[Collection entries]
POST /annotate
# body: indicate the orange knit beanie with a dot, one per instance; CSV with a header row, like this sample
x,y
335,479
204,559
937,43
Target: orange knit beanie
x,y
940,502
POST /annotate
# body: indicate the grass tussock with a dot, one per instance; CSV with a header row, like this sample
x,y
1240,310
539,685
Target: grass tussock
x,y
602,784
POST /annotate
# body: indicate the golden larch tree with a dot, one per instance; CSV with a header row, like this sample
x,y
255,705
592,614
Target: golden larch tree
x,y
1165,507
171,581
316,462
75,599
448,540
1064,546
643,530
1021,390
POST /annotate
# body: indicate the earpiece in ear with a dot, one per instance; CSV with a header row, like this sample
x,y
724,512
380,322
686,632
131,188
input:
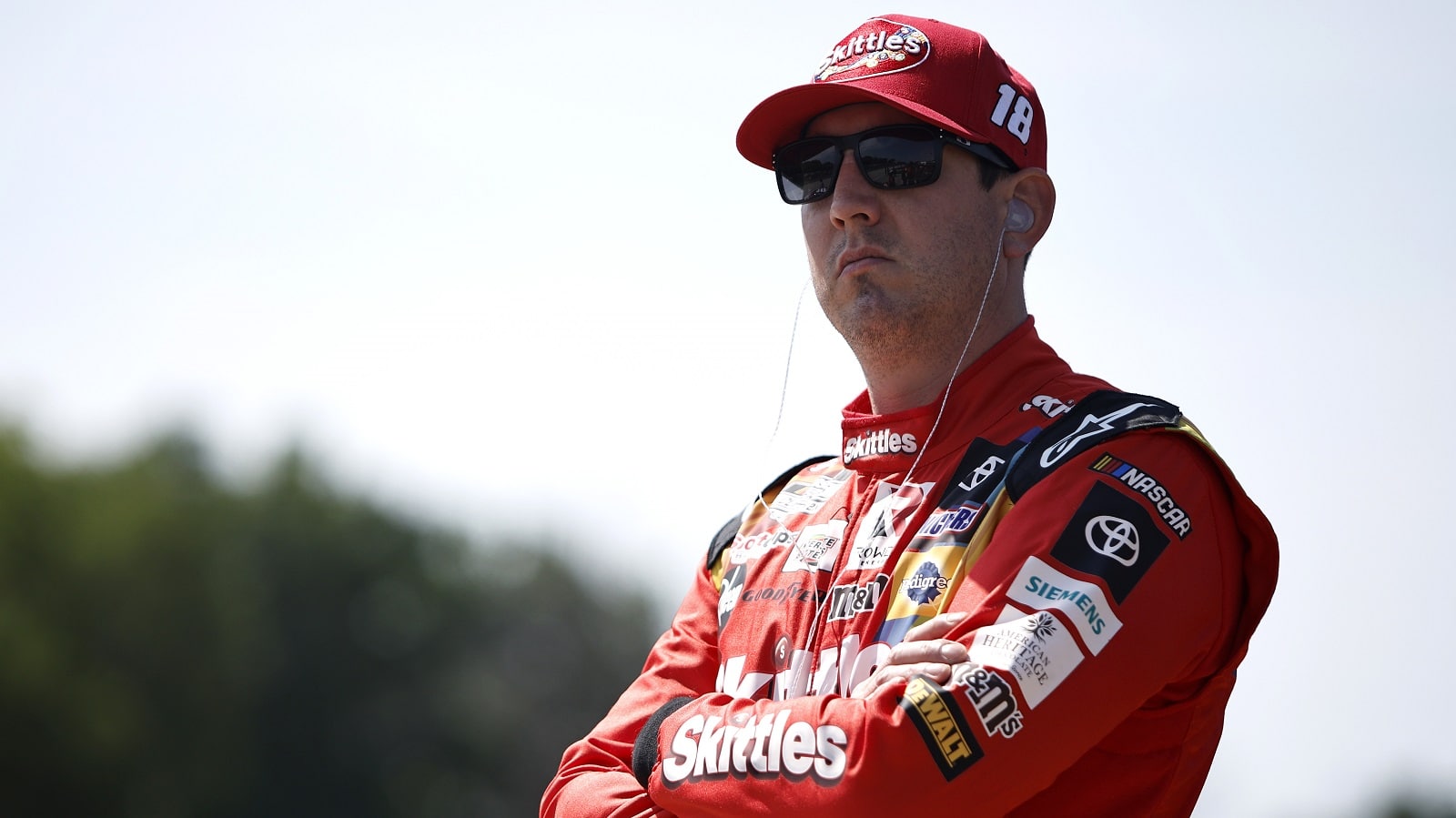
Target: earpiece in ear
x,y
1018,216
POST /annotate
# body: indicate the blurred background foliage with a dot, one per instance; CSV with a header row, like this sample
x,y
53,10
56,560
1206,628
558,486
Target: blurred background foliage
x,y
172,645
177,645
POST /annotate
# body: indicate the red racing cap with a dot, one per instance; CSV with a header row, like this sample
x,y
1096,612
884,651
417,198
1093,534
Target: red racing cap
x,y
944,75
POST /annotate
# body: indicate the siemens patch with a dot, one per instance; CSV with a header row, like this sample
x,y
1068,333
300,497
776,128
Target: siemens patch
x,y
941,725
1145,483
1111,536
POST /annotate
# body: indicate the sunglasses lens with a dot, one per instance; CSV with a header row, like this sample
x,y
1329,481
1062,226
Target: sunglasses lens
x,y
900,159
807,169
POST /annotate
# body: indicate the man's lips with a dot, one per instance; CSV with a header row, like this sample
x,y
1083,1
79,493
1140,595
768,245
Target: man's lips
x,y
859,259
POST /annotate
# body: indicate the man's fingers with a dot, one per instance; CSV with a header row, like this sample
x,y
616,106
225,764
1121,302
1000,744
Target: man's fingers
x,y
935,651
934,628
936,672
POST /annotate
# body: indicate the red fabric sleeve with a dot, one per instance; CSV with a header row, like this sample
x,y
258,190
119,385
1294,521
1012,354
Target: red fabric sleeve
x,y
594,778
1138,654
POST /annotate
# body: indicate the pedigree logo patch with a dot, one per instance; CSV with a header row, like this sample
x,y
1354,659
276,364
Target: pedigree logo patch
x,y
878,46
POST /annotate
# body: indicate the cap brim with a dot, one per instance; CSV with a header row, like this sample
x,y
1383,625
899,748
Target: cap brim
x,y
783,118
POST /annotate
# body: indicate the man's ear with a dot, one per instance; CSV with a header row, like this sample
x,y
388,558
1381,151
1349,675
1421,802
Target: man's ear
x,y
1030,203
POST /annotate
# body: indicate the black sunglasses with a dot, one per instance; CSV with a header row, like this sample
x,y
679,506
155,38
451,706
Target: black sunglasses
x,y
890,157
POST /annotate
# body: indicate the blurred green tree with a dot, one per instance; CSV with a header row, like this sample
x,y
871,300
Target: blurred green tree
x,y
177,647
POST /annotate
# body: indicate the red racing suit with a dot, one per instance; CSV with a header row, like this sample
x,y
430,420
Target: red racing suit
x,y
1111,570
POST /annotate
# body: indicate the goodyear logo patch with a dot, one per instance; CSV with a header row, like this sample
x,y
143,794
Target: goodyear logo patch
x,y
943,727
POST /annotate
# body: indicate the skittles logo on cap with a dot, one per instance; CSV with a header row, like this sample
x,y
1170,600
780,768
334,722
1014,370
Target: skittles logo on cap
x,y
878,46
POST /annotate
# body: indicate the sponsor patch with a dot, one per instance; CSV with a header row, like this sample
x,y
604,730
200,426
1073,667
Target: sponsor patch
x,y
878,46
926,584
805,497
877,536
1145,483
769,745
1111,536
817,548
1050,407
1041,587
990,696
1036,650
935,713
848,601
950,521
752,548
837,669
883,441
1091,427
728,597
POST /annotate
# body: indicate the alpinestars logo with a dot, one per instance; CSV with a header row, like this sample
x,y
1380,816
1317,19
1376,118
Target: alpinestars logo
x,y
705,749
885,441
1091,425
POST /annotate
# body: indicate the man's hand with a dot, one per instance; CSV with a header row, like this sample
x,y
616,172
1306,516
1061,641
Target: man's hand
x,y
922,652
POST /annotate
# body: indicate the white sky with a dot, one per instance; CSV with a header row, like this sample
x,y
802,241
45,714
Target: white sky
x,y
504,267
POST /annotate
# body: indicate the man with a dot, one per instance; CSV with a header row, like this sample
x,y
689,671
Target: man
x,y
1016,591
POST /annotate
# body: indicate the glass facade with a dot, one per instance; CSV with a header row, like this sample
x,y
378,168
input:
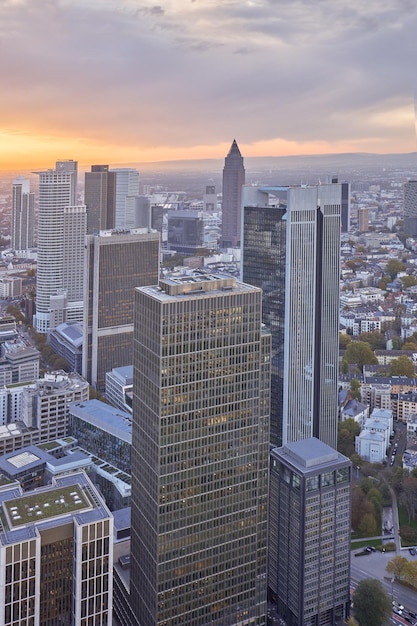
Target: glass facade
x,y
309,536
293,254
200,456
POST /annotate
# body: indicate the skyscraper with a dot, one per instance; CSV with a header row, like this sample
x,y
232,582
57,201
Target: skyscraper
x,y
59,259
116,263
127,190
410,208
23,214
200,450
100,199
291,250
309,533
233,179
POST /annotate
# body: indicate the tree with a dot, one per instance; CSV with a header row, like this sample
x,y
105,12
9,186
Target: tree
x,y
344,339
410,573
371,604
355,390
376,339
394,267
403,366
361,353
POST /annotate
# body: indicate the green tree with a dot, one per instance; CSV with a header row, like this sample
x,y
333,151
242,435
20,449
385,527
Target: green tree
x,y
408,281
371,604
361,353
355,389
344,339
410,573
403,366
394,267
375,339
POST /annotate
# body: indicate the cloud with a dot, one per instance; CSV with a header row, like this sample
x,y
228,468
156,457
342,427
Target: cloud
x,y
199,73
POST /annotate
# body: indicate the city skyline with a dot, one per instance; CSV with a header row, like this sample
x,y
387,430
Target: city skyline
x,y
180,80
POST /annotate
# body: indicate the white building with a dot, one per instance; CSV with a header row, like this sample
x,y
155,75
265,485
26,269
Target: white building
x,y
61,231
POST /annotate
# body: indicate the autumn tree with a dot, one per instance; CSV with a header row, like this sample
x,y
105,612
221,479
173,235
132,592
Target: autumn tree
x,y
360,353
403,366
396,566
371,603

■ Assignment: Omit the pictures, then give every record back exactly as it stands.

■ Task output:
POST /annotate
# body: indicate the orange knit beanie with a dot, one per instance; CSV with a header row, like this sample
x,y
335,479
204,559
937,43
Target: orange knit beanie
x,y
940,502
POST /annotate
# body: indicate the grass tussock with a dot, one per instance; CSV with a header row, like this sample
x,y
1240,310
539,685
Target: grass tussock
x,y
602,784
POST /annotate
# body: indicate the golden larch tree with a dot, one per instance; CSV with a header row, like this sample
x,y
255,705
592,614
Target: golden larch tree
x,y
1165,507
171,581
316,462
75,599
448,540
1064,546
643,530
1021,390
POST /annotate
# body: indicate the earpiece in ear with a dot, one per instance; CSV with a header row, like this sample
x,y
724,512
380,322
686,632
131,188
input:
Target: earpiece in ear
x,y
1018,216
POST /annotate
# body: indicate the blurred background foliage with a dot, one per instance; CSV with a header row, like this sample
x,y
53,10
56,560
1206,628
558,486
Target: blurred background foliage
x,y
172,645
177,645
POST /annotate
# body: indicate the red racing cap with a dot, one per instance; CSV with a header row, like this sample
x,y
1096,612
884,651
417,198
1093,534
Target: red racing cap
x,y
944,75
POST /annotate
# body: indicate the siemens patch with a dot, one per instance; CSV with a header row, like this sample
x,y
1068,333
300,497
776,128
Target: siemens patch
x,y
941,725
1145,483
1111,536
POST /annotate
# body: indicate the sunglasses lens with a dot, one per instance; CSV with a header row, like this sample
x,y
1329,481
1062,226
Target: sunglasses lens
x,y
900,159
807,169
POST /annotate
# body: indicate the man's lips with a dot, one per instance; CSV with a header row, like this sample
x,y
1083,1
79,493
1140,595
768,245
Target: man's lips
x,y
859,259
POST /annotate
# body: indicate the man's fingers with a dot, one per instance; CSV with a header row, like this sample
x,y
616,106
225,764
1121,302
1000,744
Target: man's fingers
x,y
935,651
934,628
936,672
POST /annotate
# body: indicate the red fabric sleeve with a dot, one per instance; CSV with a header row, like this sample
x,y
258,190
119,385
1294,521
1012,354
Target: red fabric sleeve
x,y
594,778
1138,654
POST /annotate
# body: indicate the pedigree logo patch with a dot, one per instance; CSV with a header row, like this sample
x,y
1354,659
276,364
Target: pedigree logo patch
x,y
878,46
POST /annotate
# body: indicate the cap brim with a dot, one per instance; CSV with a header row, like this sample
x,y
1383,625
899,748
Target: cap brim
x,y
783,118
POST /annotate
# body: indicate the man's ear with a dot, one per instance; CSV with a header row, like this sample
x,y
388,558
1381,151
1349,675
1421,802
Target: man's ear
x,y
1030,203
POST /annotate
# body: indicate the black sunglasses with a dot, one per instance; CSV with a header row, like this sample
x,y
679,506
155,38
451,706
Target: black sunglasses
x,y
890,157
POST /annotate
# body: indicate the blurred green tree with a dot, one per instance; CSV with a header row, like this sample
x,y
871,300
Target: blurred green tree
x,y
177,647
POST /annotate
# body: indicate the red racing suit with a dot, one per instance; CSV with a header row, like this sample
x,y
430,420
Target: red racing suit
x,y
1111,570
POST /annotate
# body: indicate the goodyear logo patch with a dot, one per instance; CSV with a header row, like this sample
x,y
143,794
Target: goodyear logo patch
x,y
943,727
POST /annotate
# body: indicate the skittles logo on cap with a dot, one per instance; CSV with a header row, like this sample
x,y
1170,600
780,768
334,722
1014,370
Target: skittles logo on cap
x,y
878,46
POST /annotate
# body: indicate the sponsor patch with a dot, one per instance; CSV with a header row, like this sample
x,y
604,730
200,426
1073,667
Target: sponsor patch
x,y
878,46
926,584
805,497
877,536
1145,483
769,745
1111,536
817,548
1050,407
1041,587
990,696
1036,650
935,713
848,601
950,521
752,548
837,669
883,441
1091,427
728,597
POST /annotate
# body: indicate the alpinestars logo with a dot, one per instance; CSV with a header row, like this sample
x,y
1380,816
1317,19
1376,118
Target: alpinestars logo
x,y
705,749
885,441
1091,425
POST /annotate
# body: indicate the man's hand with a dot, one per instance; CSV with a header row, like this sample
x,y
616,172
1306,516
1061,641
Target: man's hand
x,y
922,652
POST /annotate
# body: indicate the white sky with a dot, one per instance; CSV with a header row, like this sample
x,y
802,241
45,714
Target: white sky
x,y
504,267
POST /annotate
# body: indicate the man with a dot, one per instance; CSV with a header row, like this sample
x,y
689,671
Target: man
x,y
1016,591
POST /annotate
# body: indicate the glass facade with a dot, one per instance; CSV with a header row, like this sample
x,y
378,168
input:
Target: glass facade
x,y
309,536
293,254
200,456
POST /annotate
# body: indicate the skyscraper with a dot, one per instance; CSV with a header row, like this sample
x,y
232,582
57,201
Target: skyscraper
x,y
59,259
116,263
127,190
410,208
23,214
200,450
100,199
291,250
309,533
233,179
POST /annotate
# body: indicate the tree with a dot, one per instance; CSV with a header row, like this sample
x,y
105,12
9,186
Target: tree
x,y
344,339
410,573
371,604
355,390
376,339
394,267
403,366
361,353
POST /annotate
# body: indicate the green tree with a dot, one per instance; CSV with a header row, like this sample
x,y
333,151
242,435
20,449
385,527
Target: green tree
x,y
408,281
371,604
361,353
355,389
344,339
410,573
403,366
394,267
375,339
POST /annotate
# body: indicate the cloud with a dot, one per instance; CSV with a header row, like this sample
x,y
228,468
156,457
342,427
Target: cloud
x,y
199,73
POST /annotate
# body: indicate the city skyline with a dot, one per instance; CSV with a header row, like this sample
x,y
387,430
Target: city skyline
x,y
180,80
POST /annotate
# body: indicate the white building with a dot, one per instance; CSV with a header row, like this sample
x,y
155,75
265,485
26,269
Target: white building
x,y
61,231
POST /annotate
# body: indicate the autumn tree with a dot, one per instance; CSV with a header row, like this sample
x,y
105,612
221,479
173,235
132,592
Target: autumn tree
x,y
360,353
403,366
396,566
371,603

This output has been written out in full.